__Job__
Your output must consist solely of the lines from the one containing "Can you find the dog's belly" through the end of the records, reproduced exactly.

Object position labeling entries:
-- START --

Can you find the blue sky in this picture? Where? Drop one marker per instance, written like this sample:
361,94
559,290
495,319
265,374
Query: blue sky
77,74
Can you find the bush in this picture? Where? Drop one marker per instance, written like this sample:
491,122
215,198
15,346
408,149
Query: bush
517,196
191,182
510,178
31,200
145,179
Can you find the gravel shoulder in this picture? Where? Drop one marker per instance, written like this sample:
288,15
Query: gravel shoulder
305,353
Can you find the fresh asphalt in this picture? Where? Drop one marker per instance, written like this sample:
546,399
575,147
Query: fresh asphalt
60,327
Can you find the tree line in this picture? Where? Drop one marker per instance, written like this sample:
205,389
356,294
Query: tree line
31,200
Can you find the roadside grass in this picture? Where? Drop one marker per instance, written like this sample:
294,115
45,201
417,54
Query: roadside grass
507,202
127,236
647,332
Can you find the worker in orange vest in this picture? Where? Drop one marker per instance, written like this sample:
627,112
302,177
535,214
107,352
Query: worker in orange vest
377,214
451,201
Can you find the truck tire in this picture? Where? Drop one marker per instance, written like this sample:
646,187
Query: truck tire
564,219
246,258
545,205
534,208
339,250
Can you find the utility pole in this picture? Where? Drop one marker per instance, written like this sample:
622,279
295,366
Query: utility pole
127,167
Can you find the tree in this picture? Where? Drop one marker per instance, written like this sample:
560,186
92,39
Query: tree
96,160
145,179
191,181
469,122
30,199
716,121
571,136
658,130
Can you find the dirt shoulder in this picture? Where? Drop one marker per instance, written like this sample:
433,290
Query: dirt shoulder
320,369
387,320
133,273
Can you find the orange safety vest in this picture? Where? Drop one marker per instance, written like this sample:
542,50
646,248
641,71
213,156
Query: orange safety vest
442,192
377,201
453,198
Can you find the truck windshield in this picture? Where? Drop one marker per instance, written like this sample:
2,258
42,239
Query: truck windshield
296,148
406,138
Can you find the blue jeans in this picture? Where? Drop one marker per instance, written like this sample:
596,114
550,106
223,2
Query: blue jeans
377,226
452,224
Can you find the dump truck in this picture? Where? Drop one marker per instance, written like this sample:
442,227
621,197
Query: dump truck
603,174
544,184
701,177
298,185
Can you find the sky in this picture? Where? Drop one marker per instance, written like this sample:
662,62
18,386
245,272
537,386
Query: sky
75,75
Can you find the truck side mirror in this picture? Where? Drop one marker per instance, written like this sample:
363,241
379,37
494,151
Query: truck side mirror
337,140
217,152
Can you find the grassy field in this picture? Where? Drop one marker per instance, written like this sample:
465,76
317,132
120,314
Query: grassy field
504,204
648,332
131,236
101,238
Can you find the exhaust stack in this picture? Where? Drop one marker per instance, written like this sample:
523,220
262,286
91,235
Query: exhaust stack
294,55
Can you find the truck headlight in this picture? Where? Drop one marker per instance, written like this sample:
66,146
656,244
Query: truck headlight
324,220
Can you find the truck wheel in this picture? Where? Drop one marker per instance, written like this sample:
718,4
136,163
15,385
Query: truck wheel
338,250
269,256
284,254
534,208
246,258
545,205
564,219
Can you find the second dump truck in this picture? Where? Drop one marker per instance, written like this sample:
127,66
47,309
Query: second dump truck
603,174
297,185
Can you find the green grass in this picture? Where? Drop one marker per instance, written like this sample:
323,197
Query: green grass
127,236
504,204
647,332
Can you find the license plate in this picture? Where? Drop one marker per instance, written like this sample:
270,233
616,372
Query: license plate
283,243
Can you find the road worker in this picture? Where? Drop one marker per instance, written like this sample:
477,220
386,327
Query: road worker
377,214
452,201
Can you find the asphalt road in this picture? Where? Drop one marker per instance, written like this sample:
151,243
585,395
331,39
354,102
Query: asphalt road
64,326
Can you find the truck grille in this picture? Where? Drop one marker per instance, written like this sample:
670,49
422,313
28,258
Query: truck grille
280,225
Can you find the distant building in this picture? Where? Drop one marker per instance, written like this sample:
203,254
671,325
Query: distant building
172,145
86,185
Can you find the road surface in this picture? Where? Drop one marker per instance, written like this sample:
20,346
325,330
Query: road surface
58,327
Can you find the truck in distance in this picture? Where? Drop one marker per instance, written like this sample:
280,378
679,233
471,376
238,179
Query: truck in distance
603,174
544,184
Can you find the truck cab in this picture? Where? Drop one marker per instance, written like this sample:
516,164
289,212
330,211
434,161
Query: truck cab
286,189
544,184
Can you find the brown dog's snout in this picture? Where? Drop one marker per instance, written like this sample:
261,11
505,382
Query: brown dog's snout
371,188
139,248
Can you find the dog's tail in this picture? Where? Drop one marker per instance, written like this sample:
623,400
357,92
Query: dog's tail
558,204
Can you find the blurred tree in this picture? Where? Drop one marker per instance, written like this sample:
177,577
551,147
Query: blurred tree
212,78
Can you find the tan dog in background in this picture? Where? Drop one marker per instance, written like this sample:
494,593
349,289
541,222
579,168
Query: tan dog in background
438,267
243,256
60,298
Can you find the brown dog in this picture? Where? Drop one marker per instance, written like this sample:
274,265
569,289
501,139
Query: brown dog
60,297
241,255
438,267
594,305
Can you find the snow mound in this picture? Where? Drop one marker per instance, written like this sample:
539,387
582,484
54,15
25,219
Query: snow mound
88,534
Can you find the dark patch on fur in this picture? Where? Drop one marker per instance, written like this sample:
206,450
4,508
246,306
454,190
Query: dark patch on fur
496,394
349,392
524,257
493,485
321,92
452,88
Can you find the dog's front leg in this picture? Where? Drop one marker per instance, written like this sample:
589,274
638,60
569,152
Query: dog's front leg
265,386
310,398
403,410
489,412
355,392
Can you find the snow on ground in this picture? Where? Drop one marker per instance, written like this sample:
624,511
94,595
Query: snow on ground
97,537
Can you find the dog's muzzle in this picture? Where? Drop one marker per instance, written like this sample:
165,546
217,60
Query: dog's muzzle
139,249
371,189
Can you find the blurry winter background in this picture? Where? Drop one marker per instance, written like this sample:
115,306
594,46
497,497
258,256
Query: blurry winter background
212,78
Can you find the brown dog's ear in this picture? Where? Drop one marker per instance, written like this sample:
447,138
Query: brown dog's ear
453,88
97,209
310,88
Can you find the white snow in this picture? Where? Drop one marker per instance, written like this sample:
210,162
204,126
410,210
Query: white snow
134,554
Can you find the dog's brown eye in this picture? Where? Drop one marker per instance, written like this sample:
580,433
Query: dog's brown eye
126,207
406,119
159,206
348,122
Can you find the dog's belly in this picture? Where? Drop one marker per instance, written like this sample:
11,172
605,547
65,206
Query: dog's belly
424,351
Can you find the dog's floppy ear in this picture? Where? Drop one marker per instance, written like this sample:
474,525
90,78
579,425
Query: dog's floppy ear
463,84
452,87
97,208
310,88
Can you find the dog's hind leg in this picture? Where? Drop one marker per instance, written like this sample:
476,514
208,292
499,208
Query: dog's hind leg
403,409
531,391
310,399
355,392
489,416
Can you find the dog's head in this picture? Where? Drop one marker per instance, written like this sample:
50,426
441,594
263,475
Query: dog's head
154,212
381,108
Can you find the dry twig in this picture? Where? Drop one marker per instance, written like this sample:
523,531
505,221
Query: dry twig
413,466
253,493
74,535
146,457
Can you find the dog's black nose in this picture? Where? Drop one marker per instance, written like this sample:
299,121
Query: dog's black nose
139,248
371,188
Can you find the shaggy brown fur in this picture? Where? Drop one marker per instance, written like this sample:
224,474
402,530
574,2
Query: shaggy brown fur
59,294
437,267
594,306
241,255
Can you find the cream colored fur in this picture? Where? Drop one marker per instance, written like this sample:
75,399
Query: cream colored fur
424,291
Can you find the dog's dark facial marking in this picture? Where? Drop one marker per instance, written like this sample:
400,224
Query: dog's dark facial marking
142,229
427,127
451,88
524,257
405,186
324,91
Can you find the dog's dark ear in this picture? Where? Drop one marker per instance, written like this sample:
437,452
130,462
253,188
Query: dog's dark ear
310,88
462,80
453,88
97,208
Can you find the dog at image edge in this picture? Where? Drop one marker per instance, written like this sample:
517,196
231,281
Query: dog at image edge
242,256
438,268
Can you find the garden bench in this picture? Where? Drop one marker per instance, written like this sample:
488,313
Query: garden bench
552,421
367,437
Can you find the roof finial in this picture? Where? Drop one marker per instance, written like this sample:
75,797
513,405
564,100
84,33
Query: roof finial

-- END --

__Response__
Can you find the dog's belly in this picture? Where? Drop one marker per instance, written like this sample:
11,172
605,547
65,206
Query: dog's belly
424,351
Can you find the dog's floppy ear in this picture? Where? Drop one marker per instance, written like this sample:
474,525
90,78
579,425
Query: dog's floppy ear
463,84
452,87
97,208
310,88
Can you find the dog's hind leg in this picture? Where? Drop one marker per instance, written like this sample:
476,514
208,292
499,208
Query: dog's hind leg
403,409
531,391
310,399
355,392
489,416
Can you find the dog's head in this picture? Where? Drop one marker per instance, written like this sample:
50,426
441,594
263,475
Query: dog's head
154,212
381,108
Can you find the dry twig in this picture? Where? Drop one marker per instance, written like this sample:
523,531
505,221
Query: dry twig
413,466
253,493
74,535
146,457
Can you find the dog's black nose in this picture? Where? Drop one marker per instance, written like this sample:
299,121
Query: dog's black nose
139,248
371,188
Can you find the shaggy brown fur in this picture? Where? Drop one marker per instance, written like this sample:
224,474
402,530
574,2
Query: shaggy brown fur
59,294
437,267
594,306
241,255
Can you find the cream colored fur in this picture? Where? Drop one marker per instance, written like this sample:
75,399
Query: cream colored fur
424,291
Can you find the dog's dark facial marking in this picture? Where? Drop one marker per instance, written like this sample:
400,224
Query: dog's dark facial marking
142,229
427,127
451,88
524,257
405,186
324,91
Can you find the dog's dark ear in this picture? Where? Drop one marker per instance, written like this sample:
437,452
130,462
253,188
Query: dog's dark ear
310,88
462,80
453,88
97,208
Can you find the dog at image edge in this picture? Where? Drop one marker per instance, written like this sample:
517,196
231,281
Query: dog at image edge
242,256
438,268
Can you find the garden bench in this picture? Where? Drop one marker per instance, written like this sample:
488,313
Query: garden bench
552,421
367,437
Can you find the roof finial in this picture? Where? Drop one marker per instance, written like this sample:
75,797
513,405
564,100
84,33
Query: roof finial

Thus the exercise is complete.